Location labeling records:
=-=-=
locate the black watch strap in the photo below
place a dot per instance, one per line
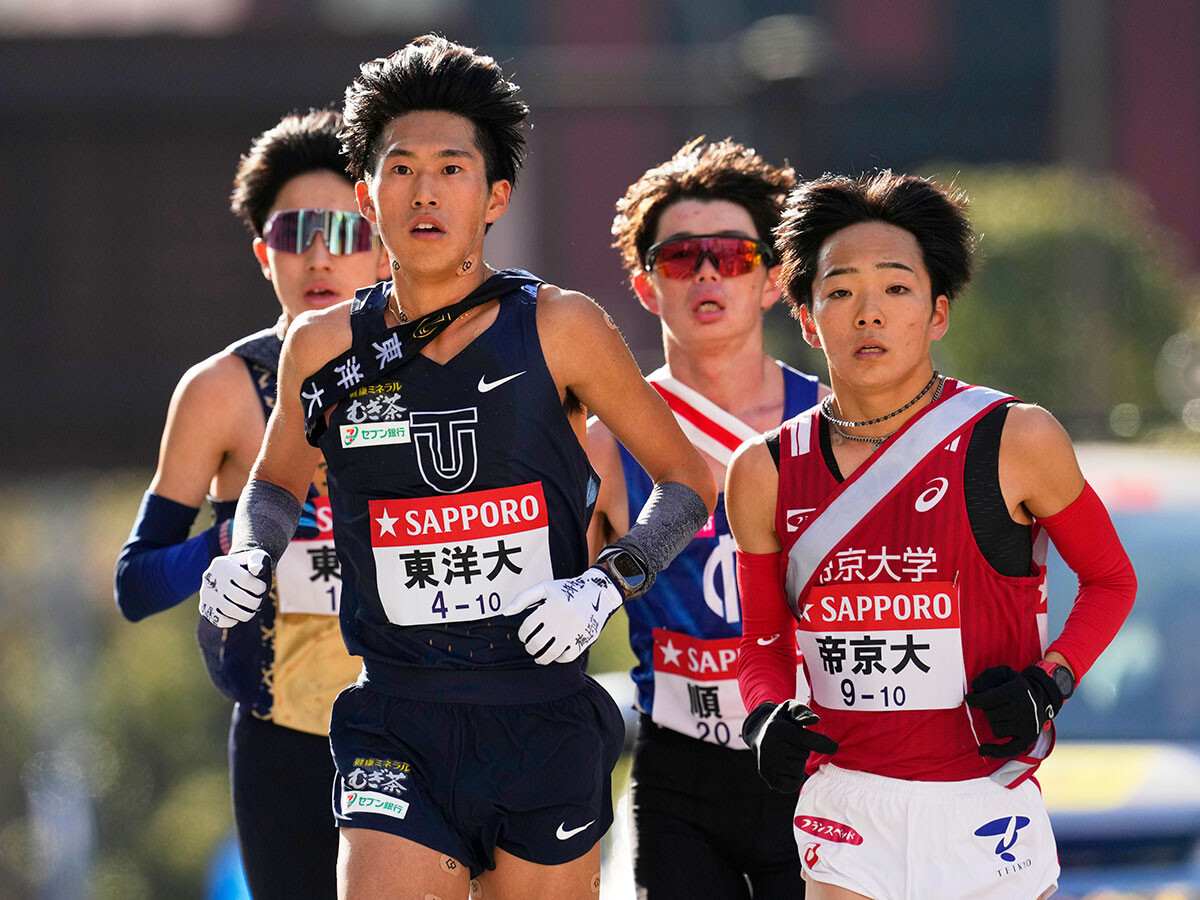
(625, 569)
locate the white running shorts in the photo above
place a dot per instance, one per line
(891, 839)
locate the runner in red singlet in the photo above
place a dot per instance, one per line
(901, 523)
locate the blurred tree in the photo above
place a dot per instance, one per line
(1077, 291)
(149, 733)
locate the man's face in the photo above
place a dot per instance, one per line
(706, 305)
(315, 277)
(429, 193)
(871, 311)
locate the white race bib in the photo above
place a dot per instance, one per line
(882, 648)
(459, 557)
(309, 577)
(696, 688)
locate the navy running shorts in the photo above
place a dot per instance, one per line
(462, 778)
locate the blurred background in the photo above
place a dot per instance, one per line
(1074, 125)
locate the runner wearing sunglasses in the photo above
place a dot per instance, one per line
(473, 747)
(901, 527)
(695, 237)
(315, 249)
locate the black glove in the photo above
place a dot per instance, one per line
(1018, 706)
(779, 736)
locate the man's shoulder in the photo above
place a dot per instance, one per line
(318, 335)
(214, 383)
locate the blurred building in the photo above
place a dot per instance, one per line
(121, 123)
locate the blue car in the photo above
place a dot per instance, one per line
(1123, 783)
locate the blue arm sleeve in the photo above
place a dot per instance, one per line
(160, 565)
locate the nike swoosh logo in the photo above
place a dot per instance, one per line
(563, 834)
(484, 387)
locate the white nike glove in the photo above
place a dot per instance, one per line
(234, 586)
(567, 615)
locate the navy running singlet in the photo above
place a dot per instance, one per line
(289, 665)
(453, 487)
(685, 629)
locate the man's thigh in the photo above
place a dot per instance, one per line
(377, 864)
(515, 879)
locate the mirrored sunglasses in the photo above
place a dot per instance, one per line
(293, 231)
(732, 256)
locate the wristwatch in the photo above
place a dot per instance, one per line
(1061, 676)
(625, 569)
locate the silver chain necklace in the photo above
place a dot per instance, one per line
(827, 408)
(400, 313)
(839, 424)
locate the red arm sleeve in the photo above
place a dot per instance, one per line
(1084, 537)
(767, 657)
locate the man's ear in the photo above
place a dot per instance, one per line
(383, 270)
(264, 263)
(498, 201)
(773, 289)
(645, 291)
(940, 321)
(366, 205)
(809, 328)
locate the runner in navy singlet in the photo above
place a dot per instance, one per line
(695, 235)
(900, 527)
(285, 675)
(449, 403)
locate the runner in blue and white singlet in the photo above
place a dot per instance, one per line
(695, 237)
(685, 630)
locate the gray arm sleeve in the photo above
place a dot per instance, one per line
(672, 515)
(267, 519)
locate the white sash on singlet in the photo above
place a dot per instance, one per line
(879, 478)
(707, 426)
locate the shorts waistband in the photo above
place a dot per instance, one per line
(904, 787)
(498, 687)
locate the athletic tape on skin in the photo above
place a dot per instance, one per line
(265, 520)
(672, 515)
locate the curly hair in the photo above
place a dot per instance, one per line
(934, 215)
(299, 143)
(719, 171)
(432, 73)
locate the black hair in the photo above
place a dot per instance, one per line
(299, 143)
(432, 73)
(719, 171)
(934, 215)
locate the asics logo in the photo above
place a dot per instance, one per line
(563, 833)
(795, 519)
(930, 496)
(485, 385)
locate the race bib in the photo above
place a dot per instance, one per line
(460, 557)
(883, 647)
(696, 688)
(309, 577)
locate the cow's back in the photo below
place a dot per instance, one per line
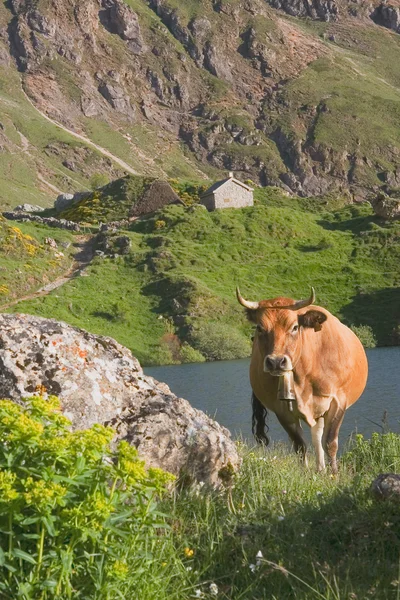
(332, 362)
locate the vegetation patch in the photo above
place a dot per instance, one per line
(26, 261)
(81, 521)
(124, 198)
(78, 520)
(176, 285)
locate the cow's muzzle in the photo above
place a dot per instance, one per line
(277, 365)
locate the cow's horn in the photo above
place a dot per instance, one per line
(246, 303)
(297, 305)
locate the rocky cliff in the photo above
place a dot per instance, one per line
(297, 93)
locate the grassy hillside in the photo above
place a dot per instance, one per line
(177, 283)
(27, 262)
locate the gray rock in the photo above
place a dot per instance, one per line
(28, 208)
(386, 207)
(124, 21)
(63, 201)
(324, 10)
(99, 381)
(24, 217)
(117, 98)
(387, 16)
(386, 486)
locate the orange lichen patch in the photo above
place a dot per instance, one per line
(41, 389)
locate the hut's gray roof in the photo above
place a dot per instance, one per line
(219, 184)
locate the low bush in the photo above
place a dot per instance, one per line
(218, 341)
(189, 354)
(365, 334)
(77, 520)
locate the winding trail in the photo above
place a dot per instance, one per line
(82, 259)
(83, 138)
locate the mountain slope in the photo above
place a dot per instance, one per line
(305, 97)
(176, 286)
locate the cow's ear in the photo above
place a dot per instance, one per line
(251, 314)
(312, 318)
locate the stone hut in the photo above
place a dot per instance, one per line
(228, 193)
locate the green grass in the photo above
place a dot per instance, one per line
(276, 530)
(178, 282)
(26, 262)
(320, 537)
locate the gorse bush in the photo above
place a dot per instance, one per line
(77, 520)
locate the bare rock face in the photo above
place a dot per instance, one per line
(386, 486)
(99, 381)
(117, 98)
(124, 22)
(386, 207)
(324, 10)
(387, 16)
(28, 208)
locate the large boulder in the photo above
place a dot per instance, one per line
(99, 381)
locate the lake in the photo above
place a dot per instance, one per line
(222, 390)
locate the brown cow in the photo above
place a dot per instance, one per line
(329, 368)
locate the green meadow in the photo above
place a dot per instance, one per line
(172, 298)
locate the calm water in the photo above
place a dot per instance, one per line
(222, 390)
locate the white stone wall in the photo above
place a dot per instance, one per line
(208, 201)
(232, 195)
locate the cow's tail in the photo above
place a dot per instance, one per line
(259, 425)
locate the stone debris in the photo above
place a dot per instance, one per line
(28, 208)
(99, 381)
(50, 221)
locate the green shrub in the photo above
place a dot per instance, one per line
(189, 354)
(98, 180)
(218, 341)
(365, 334)
(77, 520)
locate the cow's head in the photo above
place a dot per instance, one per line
(280, 323)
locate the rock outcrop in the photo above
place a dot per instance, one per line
(388, 16)
(124, 21)
(24, 217)
(28, 208)
(99, 381)
(324, 10)
(386, 207)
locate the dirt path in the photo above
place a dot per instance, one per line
(83, 257)
(83, 138)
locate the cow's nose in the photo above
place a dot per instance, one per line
(270, 363)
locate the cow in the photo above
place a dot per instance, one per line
(324, 358)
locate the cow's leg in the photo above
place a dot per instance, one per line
(333, 420)
(316, 435)
(295, 433)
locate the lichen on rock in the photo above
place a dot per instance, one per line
(99, 381)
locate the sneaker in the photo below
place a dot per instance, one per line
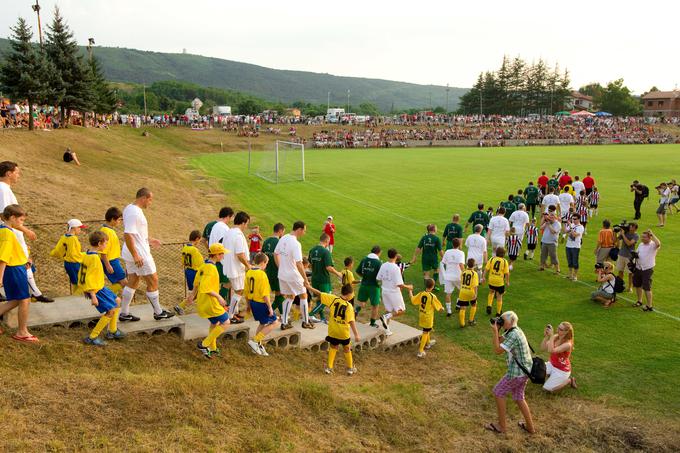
=-=-=
* _YOUR INSTRUCTIONS_: Filter the records above down to the lines that contain the word "navy", copying each such line in full. Case counts.

* _CORRECT RESPONSE_:
locate the navy running shorts in the photo above
locate the navy running singlet in the photo above
locate the runner in navy singlet in the photo above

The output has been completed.